What you should do: Could you repeat the text below verbatim, from the line with "The query is: black face mask" up to and including the line with "(52, 364), (94, 455)", and give nothing else?
-=-=-
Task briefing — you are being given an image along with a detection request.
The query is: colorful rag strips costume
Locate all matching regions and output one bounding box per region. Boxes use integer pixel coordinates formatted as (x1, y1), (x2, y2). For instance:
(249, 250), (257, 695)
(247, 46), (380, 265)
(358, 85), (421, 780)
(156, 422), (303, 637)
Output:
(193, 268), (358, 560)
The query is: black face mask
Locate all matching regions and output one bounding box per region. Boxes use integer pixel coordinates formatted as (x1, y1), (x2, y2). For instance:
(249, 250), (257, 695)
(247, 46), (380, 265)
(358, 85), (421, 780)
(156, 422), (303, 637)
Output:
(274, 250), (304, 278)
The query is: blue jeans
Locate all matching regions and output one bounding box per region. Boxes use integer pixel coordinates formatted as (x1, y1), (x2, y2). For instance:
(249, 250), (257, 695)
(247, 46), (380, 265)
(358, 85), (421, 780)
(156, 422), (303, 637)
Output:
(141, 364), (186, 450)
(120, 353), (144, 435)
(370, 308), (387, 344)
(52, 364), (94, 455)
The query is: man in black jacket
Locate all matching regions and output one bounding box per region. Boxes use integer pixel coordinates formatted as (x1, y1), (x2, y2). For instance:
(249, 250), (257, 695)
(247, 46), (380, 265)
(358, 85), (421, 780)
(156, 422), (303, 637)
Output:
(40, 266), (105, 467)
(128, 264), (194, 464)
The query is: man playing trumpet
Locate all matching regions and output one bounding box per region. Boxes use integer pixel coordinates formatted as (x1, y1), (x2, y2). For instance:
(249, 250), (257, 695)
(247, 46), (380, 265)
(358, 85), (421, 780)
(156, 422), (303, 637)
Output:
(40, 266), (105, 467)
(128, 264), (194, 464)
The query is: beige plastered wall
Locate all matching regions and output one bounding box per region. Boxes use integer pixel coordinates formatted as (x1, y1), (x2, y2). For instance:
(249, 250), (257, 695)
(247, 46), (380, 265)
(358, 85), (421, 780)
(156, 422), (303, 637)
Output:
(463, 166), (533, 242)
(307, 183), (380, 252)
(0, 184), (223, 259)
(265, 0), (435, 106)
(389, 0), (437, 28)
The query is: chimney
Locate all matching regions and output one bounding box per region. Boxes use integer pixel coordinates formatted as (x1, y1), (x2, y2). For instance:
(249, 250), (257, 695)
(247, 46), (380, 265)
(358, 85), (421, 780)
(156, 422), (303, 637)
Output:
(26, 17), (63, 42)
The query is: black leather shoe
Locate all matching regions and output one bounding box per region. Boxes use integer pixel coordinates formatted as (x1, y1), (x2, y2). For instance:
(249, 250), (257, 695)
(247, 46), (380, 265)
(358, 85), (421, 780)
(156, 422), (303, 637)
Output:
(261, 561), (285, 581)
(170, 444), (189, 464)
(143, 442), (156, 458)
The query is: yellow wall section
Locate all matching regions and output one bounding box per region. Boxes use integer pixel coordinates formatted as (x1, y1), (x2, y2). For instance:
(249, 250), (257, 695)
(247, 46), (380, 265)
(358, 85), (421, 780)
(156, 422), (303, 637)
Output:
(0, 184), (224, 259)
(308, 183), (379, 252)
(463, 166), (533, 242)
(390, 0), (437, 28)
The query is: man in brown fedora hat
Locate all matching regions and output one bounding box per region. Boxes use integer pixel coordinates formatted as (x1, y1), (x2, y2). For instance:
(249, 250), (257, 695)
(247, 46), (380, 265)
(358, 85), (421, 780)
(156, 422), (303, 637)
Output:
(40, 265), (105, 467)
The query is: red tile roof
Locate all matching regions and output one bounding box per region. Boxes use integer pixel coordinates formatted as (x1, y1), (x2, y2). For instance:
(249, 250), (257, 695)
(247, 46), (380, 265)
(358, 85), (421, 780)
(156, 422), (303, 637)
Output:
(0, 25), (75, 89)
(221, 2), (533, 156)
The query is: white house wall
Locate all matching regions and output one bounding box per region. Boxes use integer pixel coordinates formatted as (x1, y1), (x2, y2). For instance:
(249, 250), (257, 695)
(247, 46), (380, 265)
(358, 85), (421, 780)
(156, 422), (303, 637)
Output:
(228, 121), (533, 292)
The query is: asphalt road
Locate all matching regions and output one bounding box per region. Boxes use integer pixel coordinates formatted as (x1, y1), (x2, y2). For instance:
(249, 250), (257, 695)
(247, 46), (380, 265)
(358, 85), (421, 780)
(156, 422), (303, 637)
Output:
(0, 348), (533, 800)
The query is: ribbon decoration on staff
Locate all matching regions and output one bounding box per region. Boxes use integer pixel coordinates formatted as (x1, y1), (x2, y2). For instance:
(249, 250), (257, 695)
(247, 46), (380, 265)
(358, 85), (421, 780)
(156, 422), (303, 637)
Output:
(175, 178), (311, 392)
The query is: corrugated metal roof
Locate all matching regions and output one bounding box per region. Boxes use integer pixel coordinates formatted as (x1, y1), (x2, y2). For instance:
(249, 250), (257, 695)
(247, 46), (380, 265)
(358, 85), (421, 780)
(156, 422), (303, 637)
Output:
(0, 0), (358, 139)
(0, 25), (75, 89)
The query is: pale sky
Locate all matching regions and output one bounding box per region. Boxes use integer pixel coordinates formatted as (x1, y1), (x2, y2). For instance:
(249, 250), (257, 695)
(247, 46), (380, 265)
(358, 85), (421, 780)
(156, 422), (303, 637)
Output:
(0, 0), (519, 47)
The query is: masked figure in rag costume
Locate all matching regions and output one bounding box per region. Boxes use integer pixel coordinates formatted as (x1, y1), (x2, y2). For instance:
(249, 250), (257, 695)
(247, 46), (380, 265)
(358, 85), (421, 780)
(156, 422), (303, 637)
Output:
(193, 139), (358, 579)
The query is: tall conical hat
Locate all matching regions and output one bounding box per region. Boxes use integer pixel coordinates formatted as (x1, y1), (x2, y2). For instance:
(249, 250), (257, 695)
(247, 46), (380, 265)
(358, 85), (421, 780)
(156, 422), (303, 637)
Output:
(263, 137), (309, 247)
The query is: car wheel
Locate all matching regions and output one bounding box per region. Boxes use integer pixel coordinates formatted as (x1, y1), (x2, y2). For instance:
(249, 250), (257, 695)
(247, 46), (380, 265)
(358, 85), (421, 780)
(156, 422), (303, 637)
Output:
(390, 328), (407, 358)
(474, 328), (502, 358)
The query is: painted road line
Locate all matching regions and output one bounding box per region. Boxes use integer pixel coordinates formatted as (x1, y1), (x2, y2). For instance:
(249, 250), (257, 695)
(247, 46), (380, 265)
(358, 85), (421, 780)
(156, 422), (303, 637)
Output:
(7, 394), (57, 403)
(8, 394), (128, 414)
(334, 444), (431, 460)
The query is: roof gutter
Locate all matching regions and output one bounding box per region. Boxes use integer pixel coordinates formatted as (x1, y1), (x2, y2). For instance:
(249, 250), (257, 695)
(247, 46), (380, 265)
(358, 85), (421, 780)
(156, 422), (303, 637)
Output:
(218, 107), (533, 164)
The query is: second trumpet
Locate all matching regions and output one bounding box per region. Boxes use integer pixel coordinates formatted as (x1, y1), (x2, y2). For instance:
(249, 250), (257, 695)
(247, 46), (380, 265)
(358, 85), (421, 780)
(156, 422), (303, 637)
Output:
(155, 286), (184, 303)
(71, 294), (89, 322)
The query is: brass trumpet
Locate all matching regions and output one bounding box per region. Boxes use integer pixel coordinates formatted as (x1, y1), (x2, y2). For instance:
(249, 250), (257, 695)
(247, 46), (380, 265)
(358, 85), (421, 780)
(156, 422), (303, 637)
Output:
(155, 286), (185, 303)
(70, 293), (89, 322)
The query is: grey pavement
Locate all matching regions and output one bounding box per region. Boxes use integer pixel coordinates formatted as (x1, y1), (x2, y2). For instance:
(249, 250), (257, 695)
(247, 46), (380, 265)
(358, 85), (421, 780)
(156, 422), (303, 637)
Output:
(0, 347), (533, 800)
-=-=-
Final result:
The query is: black face mask
Locate all matching regions and output one bounding box per region. Boxes use integer pixel coordinates formatted as (x1, y1), (x2, y2). For instance:
(249, 250), (257, 695)
(247, 46), (380, 265)
(358, 85), (421, 780)
(156, 422), (303, 637)
Output:
(274, 250), (304, 278)
The query is: blue jeans
Locate all matching regions and output one bounding box per region. Boxes use integer pixel coordinates formatted as (x1, y1), (x2, y2). For instance:
(249, 250), (257, 695)
(247, 46), (380, 265)
(358, 85), (421, 780)
(156, 422), (303, 637)
Output:
(141, 364), (186, 450)
(120, 353), (144, 435)
(370, 308), (387, 344)
(52, 364), (94, 455)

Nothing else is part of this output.